Segment Start: TEXT SECTION
Sunday, October 7, 2012

Dear Dad,

As time goes by, the pain of your loss gets easier, but I don't think I will ever stop missing you. I really miss being able to pick up the phone and ask your advice, or just talk about things in general, especially over the last four years. I spent a lot of time in a job wasn't comfortable in and it would have been really good to have been able to bounce things off you. I think the reason I stayed as long as I did was because I felt like I'd be disappointing you. It was that job I'd dreamed of for so long, and I knew you'd have been proud of me for getting it. Once I really sat down and thought about it, I realized what you would have told me when I first realized it wasn't what I'd hoped it would be: You were already proud of me, and that if I was that unhappy, I needed to get out and you'd still be proud of me.

I'm still going through some stuff, but I'll be able to work it out. One step at a time, right?

In other news, I got to go back to that music weekend I used to go to in the fall this year. I wish Grampa Moses were still around so I could share with him how much music means to me and thank him for passing that on.

On the subject of music, did you know that I waked you with a bunch of friends at a music retreat a couple of months after you passed? I sang a song for you called "When I Go". I'd wanted to sing it for you at your memorial service, but there were too many people there and I chickened out. I'll sing it to you sometime when I visit your grave. The last verse always breaks me up:

"And should you see my wandering form out on the borderline
Between death and resurrection and the council of the pines
Do not worry for my comfort, do not sorrow for me so
All your diamond tears will rise up and adorn the skies beside me
When I go"
Segment End: TEXT SECTION
#### [ACTIVITY LIST]
1. Write out the letter's passage starting at "I'm still going" and ending at "passing that on.".
2. According to the letter, what was the title of the song sung at the music retreat?
Segment Start: DATASET CONTENT
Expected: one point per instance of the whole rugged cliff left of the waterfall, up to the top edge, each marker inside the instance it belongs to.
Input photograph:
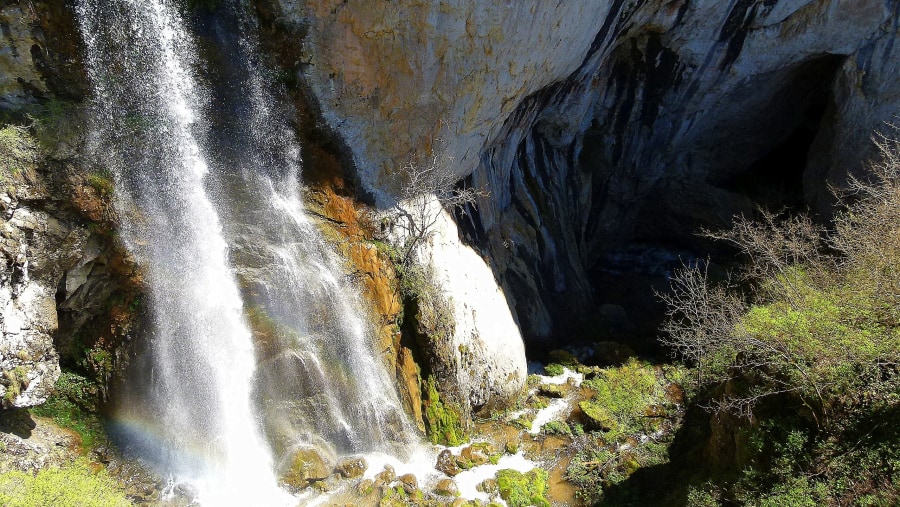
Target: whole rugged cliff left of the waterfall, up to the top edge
(68, 291)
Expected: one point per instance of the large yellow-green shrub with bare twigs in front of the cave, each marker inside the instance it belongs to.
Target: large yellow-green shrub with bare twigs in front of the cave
(810, 353)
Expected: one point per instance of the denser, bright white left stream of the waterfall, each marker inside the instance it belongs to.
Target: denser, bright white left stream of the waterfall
(198, 406)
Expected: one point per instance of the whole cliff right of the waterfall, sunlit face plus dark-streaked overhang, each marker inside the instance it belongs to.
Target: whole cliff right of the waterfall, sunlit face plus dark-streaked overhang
(602, 129)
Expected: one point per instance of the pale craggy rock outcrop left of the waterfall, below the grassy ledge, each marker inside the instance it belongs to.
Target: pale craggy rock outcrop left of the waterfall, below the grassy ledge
(65, 288)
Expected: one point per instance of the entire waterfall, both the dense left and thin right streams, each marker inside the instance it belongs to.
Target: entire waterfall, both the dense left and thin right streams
(257, 346)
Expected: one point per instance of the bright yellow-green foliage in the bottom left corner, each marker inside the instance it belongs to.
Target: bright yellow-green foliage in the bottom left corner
(73, 485)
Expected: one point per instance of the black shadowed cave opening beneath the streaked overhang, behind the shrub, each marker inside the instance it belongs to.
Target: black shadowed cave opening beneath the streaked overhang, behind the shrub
(628, 276)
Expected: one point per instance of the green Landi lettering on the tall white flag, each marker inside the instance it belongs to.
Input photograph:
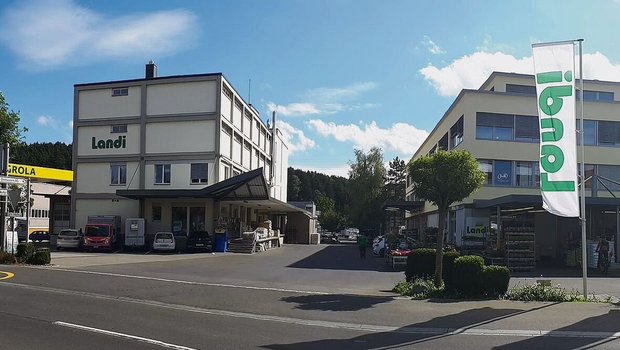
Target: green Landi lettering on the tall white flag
(550, 102)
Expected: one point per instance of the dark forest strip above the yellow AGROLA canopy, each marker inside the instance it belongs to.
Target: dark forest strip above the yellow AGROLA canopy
(50, 155)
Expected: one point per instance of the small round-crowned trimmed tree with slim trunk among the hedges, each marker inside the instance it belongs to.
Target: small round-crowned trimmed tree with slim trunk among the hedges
(442, 179)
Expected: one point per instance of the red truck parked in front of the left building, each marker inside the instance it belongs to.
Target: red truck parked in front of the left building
(102, 232)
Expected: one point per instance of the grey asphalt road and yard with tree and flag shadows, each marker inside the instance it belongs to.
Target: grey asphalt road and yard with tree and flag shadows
(295, 297)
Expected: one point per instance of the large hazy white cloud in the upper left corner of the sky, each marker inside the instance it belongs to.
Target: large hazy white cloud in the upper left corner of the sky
(47, 34)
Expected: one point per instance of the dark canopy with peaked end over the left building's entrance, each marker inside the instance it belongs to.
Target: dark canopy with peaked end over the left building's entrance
(247, 186)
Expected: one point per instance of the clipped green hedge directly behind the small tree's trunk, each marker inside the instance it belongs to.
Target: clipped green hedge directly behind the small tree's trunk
(421, 264)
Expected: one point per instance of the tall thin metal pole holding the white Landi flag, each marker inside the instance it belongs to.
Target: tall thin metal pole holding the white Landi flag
(584, 261)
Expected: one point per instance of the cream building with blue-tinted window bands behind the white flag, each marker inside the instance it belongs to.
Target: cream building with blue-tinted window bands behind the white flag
(498, 125)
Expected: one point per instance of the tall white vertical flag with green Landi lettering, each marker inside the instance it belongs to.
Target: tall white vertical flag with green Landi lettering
(554, 65)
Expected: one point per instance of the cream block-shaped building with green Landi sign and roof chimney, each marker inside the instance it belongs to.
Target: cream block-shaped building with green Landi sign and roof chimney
(184, 152)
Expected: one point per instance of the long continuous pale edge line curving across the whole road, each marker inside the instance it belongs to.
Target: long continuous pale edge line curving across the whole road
(528, 333)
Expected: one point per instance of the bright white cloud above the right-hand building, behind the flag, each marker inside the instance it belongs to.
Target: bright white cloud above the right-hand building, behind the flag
(470, 71)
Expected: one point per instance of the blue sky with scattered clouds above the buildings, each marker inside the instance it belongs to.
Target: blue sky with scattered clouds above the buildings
(340, 74)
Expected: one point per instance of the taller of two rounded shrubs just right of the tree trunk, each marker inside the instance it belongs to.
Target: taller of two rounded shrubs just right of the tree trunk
(467, 275)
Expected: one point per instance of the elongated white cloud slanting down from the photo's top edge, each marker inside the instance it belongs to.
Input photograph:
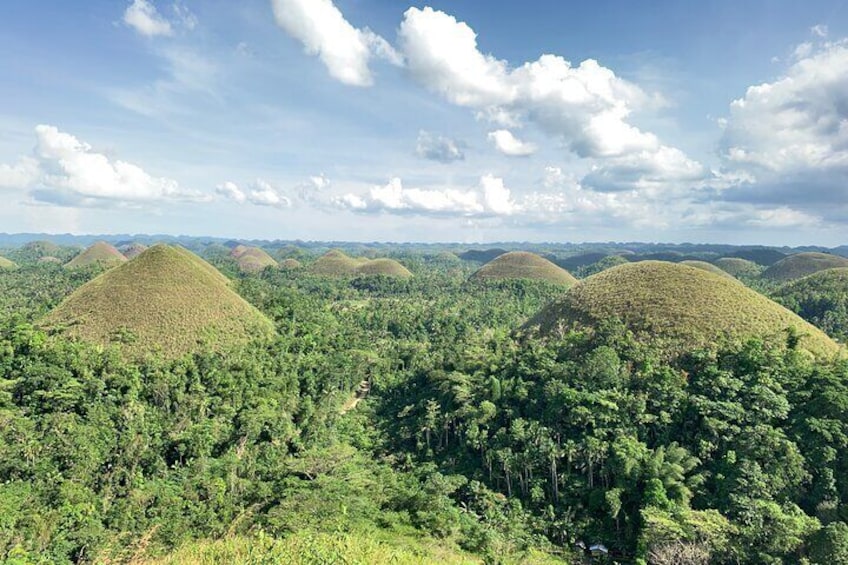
Segment End: DATASET CONTENT
#### [RESPONSES TO THE EXERCISE]
1.
I'm still going through some stuff, but I'll be able to work it out. One step at a time, right?

In other news, I got to go back to that music weekend I used to go to in the fall this year. I wish Grampa Moses were still around so I could share with him how much music means to me and thank him for passing that on.

2. "When I Go"